Excerpted text =>
Sticking stuff in IGP (to second Tony #1) is very satisfying, especially
since some of that could work some time @ no load on IGP. All those "let's
add a million things to IGP" only catches you when you realize in serious
outage your IGP is busy figuring out/flooding junk rather than getting you
basic connectivity. Yes, good implementation technique and careful design
of protocol can help (e.g. take ISIS extensions that allow you for a large
LSP space where you know what priority things are that need to go out/come
in/compute, here is sympathize with the new idea of separate instance for
"junk hauling" BTW ;-) but mashing overlay into underlay of your most time
sensitive and delicate piece of network control to use it as overlay
signalling protocol does not have a promising history. Confounding the
whole thing on top with adding a route type as signalling means is a bit
injury on top of insult or vice versa

-- tony

On Tue, Mar 9, 2021 at 12:03 PM Robert Raszuk <robert@raszuk.net> wrote:

> Hey Peter,
>
> Well ok so let's forget about LDP - cool !
>
> So IGP sends summary around and that is all what is needed.
>
> So the question why not propage information that PE went down in service
> signalling - today mainly BGP.
>
> >   And forget BFD, does not scale with 10k PEs.
>
> You missed the point. No one is proposing full mesh of BFD sessions
> between all PEs. I hope so at least.
>
> PE is connected to RRs so you need as many BFD sessions as RR to PE BGP
> sessions. Once that session is brought down RR has all it needs to trigger
> a message (withdraw or implicit withdraw) to remove the broken service
> routes in a scalable way.
>
> Thx,
> R.
>
> PS. Yes we still need to start support signalling of unreachability in BGP
> itself when BGP is used for underlay but this is a bit different use case
> and outside of scope of LSR
>
>
> On Tue, Mar 9, 2021 at 11:55 AM Peter Psenak <ppsenak@cisco.com> wrote:
>
>> Robert,
>>
>> On 09/03/2021 11:47, Robert Raszuk wrote:
>> >  > You’re trying to fix a problem in the overlay by morphing the
>> > underlay.  How can that seem like a good idea?

List of tasks =>
- a) In the records, from the line holding "for every instance of the grass, set" through the line holding "(1141, 329)", inclusive, substitute "paved walkway" for "paved path" and give those lines back with nothing else changed.
- b) Pick up the excerpt on IGP signalling after its final line and write the next several lines of the thread.
The excerpt on IGP signalling and the records are separate material.

Stored rows =>
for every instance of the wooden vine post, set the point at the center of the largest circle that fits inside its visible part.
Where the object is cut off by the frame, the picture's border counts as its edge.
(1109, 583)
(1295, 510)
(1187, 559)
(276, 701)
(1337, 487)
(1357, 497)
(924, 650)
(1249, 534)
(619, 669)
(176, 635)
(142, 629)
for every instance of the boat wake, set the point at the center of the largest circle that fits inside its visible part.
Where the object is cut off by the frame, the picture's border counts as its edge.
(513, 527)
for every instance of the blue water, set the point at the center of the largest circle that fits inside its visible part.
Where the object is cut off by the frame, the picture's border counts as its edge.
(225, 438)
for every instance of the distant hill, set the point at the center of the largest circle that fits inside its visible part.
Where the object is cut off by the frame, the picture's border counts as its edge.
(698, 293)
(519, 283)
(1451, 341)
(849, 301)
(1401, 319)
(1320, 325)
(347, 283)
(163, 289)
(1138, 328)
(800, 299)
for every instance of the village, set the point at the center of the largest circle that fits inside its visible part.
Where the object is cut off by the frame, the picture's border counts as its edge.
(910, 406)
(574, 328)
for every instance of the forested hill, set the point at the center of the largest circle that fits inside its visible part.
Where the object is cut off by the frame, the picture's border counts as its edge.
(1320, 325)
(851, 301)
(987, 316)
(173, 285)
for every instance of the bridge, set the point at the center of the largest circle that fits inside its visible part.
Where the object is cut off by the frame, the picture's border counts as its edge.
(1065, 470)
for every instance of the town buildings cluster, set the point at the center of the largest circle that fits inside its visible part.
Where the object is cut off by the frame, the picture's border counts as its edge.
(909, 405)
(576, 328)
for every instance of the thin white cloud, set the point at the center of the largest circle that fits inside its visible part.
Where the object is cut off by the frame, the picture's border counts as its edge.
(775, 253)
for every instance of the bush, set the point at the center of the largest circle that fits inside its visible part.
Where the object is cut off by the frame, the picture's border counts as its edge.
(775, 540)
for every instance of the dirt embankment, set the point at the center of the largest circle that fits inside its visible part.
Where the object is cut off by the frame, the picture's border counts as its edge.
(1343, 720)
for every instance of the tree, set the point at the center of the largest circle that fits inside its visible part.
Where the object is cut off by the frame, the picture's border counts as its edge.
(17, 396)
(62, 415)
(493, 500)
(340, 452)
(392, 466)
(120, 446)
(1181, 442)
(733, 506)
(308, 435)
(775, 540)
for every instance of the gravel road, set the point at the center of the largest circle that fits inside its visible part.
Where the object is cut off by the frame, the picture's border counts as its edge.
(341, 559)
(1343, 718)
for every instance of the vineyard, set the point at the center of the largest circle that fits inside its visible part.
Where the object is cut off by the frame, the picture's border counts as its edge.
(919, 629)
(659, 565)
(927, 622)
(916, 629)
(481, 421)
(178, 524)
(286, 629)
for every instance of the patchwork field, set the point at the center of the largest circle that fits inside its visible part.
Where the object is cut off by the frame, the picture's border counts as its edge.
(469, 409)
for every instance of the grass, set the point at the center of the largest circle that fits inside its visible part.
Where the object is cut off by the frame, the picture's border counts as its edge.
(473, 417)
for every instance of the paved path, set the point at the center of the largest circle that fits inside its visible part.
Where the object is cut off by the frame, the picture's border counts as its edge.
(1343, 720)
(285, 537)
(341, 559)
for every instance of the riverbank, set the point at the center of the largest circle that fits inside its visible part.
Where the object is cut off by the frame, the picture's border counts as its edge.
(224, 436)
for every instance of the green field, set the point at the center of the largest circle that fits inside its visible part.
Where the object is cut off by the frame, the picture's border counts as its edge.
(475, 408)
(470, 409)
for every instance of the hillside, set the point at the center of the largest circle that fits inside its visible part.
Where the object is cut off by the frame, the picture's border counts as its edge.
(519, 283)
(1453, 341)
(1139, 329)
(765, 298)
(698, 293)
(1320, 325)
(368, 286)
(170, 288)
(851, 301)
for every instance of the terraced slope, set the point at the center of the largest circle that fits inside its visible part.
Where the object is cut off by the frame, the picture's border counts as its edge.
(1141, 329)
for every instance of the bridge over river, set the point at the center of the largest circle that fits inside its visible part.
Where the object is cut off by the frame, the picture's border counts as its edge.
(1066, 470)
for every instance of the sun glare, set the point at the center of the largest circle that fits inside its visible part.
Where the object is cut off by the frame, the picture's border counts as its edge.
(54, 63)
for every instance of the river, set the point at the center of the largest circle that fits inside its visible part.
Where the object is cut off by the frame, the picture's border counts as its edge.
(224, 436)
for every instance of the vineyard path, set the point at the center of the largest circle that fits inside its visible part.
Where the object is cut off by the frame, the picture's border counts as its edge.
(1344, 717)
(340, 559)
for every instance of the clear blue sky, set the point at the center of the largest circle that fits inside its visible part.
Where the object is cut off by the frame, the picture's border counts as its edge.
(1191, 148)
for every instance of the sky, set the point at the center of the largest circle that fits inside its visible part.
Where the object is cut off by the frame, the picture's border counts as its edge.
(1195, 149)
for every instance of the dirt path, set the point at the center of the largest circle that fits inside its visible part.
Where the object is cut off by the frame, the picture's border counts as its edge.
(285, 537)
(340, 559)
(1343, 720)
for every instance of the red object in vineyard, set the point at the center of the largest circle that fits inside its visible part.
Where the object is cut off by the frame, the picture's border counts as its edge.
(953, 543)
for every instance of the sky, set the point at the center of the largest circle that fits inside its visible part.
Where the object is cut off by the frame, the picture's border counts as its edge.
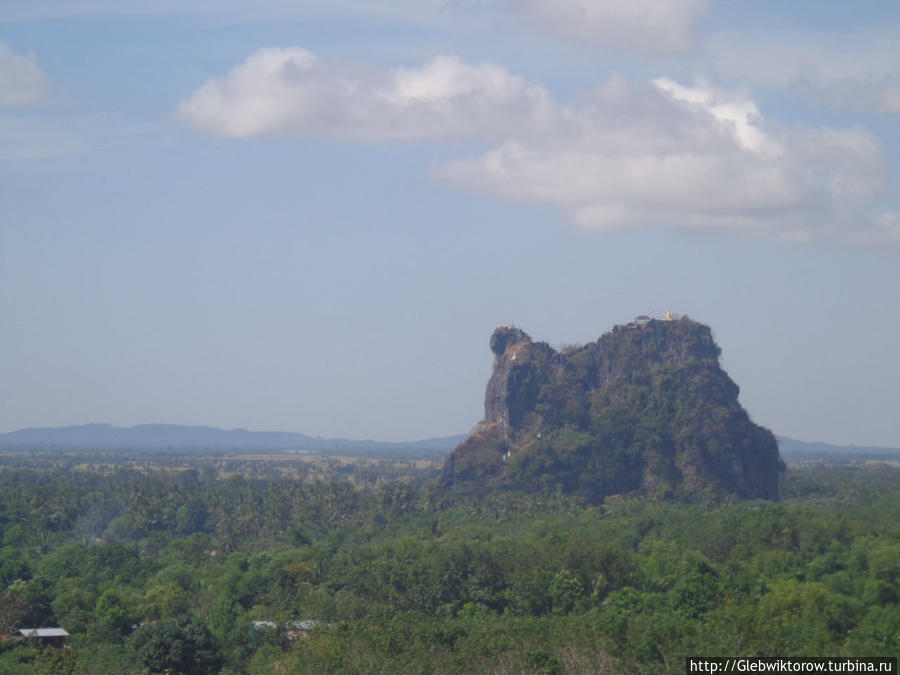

Results for the exercise =>
- a)
for every instance of the grass, set the point at the center of the largest circle that fits inside its visible part.
Where the object is cut off by the frame, the picture's border counts as its edge.
(473, 417)
for every instance of the paved walkway, set the point at the center of the largest circle that fits inside its visible part.
Where the object is cut off by the frame, the picture's border counts as its edge.
(1343, 720)
(285, 537)
(341, 559)
for every instance of the riverbank, set the point at the center of the largest circle that fits inside its visible part.
Where the object is cut off by the frame, the picture's border counts as its edge.
(224, 436)
for every instance of the green field, set the point at the center of the largest circle that fits inside its visible part.
Where the object is cut off by the frame, the picture's border counts as its edge.
(475, 408)
(470, 409)
for every instance of the hillside, set the point at the center of the largest circle that fits inside its visible part.
Where the object is cut off by the frame, the picture's border counts as its edge.
(519, 283)
(1453, 341)
(1139, 329)
(765, 298)
(698, 293)
(1320, 325)
(368, 286)
(170, 288)
(851, 301)
for every instance of the terraced slope, set the point at the center of the largest circle that fits inside its visible part.
Where the object is cut off by the frame, the picture's border counts as its edge.
(1141, 329)

- b)
>> >
>> > I think this really nails this discussion.
>> >
>> > We have discussed this before and while the concept of signalling
>> > unreachability does seem useful such signalling should be done where it
>> > belongs.
>> >
>> > Here clearly we are talking about faster connectivity restoration for
>> > overlay services so it naturally belongs in overlay.
>> >
>> > It could be a bit misleading as this is today underlay which propagates
>> > reachability of PEs and overlay relies on it. And to scale,
>> > summarization is used hence in the underlay, failing remote PEs remain
>> > reachable. That however in spite of many efforts in lots of networks
>> are
>> > really not the practical problem as those networks still relay on exact
>> > match of IGP to LDP FEC when MPLS is used. So removal of /32 can and
>> > does happen.
>>
>> think SRv6, forget /32 or /128 removal. Think summarization.
>>
>> I'm not necessary advocating the solution proposed in this particular
>> draft, but the problem is valid. We need fast detection of the PE loss.
>>
>> And forget BFD, does not scale with 10k PEs.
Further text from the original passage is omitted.